I posted the above on the Liverpool Echo website this evening. Here I will add that a number of experiences have convinced me that lying, looking the the other way and denying justice exist in many public settings when individuals and organizations fear being caught out or more people becoming aware of institutional failings. I regret to add that membership of professions, including the the clergy, law and teaching, are among the those I have witnessed adding to unfairness and covering up wrong doing.
19 May 2013 ~ Visual Migraines & Scintillating Scotomas
I first heard of a visual migraine (also known as retinal / ophthalmic / ocular migraine) two years ago when I reported a visual disturbance to my GP. Twice I had noted for about fifteen minutes a circular zigzag in the form of a bright fine line superimposed over my left field of vision. I could see perfect well within and beyond the circle. I suspected the line had something to do with the lens inserted into my left eye when I had a cataract removed about a year earlier. My GP quickly responded that the symptoms suggested a visual migraine.
I continued to suspect the lens because the zigzag forming a perfect circle suggested the disturbance was linked to the implant. And what I read on line about visual migraines did not match my experiences. However, they did match a related condition called a Scintillating Scotoma that can feature bright zigzags.
After three other brief appearances, which were painless and distracting, but did not prevent me reading or moving around, I today had a zigzag that was far from circular. The line was continuous but nearer to an irregular oval with bays and projections. So now I accept it is Scintillating Scotoma.

==========

__What is required__:
Transcribe the passage of the blog post above, starting at "I continued to" and ending at "is Scintillating Scotoma.".

Point-per-instance localization data:
==========

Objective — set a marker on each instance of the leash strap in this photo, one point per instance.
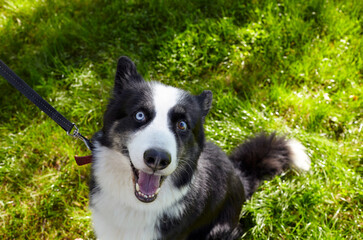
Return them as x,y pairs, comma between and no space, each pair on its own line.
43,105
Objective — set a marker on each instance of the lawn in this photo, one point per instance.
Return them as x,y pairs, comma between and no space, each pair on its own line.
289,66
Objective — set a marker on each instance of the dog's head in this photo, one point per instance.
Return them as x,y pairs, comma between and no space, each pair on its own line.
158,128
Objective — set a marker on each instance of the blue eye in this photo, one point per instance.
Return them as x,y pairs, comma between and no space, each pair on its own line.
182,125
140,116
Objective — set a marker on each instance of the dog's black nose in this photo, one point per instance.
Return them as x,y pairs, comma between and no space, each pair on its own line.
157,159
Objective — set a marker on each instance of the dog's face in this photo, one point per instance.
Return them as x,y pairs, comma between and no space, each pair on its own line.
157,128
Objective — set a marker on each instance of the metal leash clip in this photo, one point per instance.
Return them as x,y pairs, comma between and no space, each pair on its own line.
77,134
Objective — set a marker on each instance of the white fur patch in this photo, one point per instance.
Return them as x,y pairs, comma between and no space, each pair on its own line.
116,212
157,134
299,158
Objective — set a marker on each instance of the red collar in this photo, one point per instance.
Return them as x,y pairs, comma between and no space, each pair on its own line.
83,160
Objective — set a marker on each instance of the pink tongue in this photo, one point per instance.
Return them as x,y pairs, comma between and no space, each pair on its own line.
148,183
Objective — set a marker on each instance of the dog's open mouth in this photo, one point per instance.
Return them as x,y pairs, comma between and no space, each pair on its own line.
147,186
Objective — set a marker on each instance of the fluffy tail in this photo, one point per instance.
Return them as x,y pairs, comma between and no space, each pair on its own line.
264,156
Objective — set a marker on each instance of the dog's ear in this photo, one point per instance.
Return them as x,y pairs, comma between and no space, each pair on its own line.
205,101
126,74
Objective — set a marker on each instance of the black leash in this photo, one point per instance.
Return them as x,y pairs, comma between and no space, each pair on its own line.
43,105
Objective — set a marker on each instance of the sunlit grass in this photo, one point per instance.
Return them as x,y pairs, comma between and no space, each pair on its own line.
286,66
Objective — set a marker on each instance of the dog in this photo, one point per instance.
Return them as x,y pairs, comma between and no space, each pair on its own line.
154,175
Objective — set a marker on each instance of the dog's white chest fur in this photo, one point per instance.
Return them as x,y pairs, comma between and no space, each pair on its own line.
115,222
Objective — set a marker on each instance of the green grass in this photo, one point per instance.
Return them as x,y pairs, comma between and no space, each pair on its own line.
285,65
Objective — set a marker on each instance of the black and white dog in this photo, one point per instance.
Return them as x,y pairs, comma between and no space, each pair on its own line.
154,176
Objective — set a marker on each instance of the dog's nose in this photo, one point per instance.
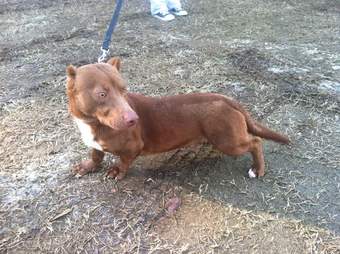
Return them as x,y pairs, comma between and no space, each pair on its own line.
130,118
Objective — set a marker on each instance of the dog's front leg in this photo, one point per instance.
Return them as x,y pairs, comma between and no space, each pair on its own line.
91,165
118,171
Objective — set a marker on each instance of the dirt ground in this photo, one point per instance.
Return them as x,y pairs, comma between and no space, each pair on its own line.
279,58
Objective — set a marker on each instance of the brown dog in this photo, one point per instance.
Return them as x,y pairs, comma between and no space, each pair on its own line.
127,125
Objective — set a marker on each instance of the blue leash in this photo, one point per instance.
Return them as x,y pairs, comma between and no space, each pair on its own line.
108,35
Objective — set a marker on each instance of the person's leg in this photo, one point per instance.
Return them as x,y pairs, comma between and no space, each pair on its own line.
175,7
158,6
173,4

==========

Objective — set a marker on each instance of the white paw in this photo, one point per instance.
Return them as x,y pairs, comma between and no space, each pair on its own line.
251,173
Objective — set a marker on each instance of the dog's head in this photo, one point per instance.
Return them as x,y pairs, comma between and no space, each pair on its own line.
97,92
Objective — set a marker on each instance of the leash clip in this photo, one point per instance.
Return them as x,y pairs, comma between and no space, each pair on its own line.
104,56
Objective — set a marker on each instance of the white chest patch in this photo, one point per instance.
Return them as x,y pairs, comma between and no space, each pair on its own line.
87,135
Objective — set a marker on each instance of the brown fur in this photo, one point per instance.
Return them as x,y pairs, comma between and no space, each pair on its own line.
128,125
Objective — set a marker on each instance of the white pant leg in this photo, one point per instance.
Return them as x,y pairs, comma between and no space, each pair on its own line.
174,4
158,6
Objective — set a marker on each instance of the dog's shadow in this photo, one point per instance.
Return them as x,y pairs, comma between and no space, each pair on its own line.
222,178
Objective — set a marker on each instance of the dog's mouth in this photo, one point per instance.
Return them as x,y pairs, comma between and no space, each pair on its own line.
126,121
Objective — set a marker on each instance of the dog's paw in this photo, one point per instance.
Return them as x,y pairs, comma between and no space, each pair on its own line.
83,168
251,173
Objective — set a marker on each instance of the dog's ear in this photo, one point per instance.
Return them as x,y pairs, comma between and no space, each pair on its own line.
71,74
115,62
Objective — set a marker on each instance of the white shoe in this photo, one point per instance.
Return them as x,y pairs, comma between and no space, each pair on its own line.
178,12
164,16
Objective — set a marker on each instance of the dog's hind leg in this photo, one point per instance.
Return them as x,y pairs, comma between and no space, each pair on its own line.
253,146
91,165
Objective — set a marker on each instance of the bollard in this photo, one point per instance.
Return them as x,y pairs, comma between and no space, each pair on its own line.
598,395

==========

__Output below__:
I continued to suspect the lens because the zigzag forming a perfect circle suggested the disturbance was linked to the implant. And what I read on line about visual migraines did not match my experiences. However, they did match a related condition called a Scintillating Scotoma that can feature bright zigzags.
After three other brief appearances, which were painless and distracting, but did not prevent me reading or moving around, I today had a zigzag that was far from circular. The line was continuous but nearer to an irregular oval with bays and projections. So now I accept it is Scintillating Scotoma.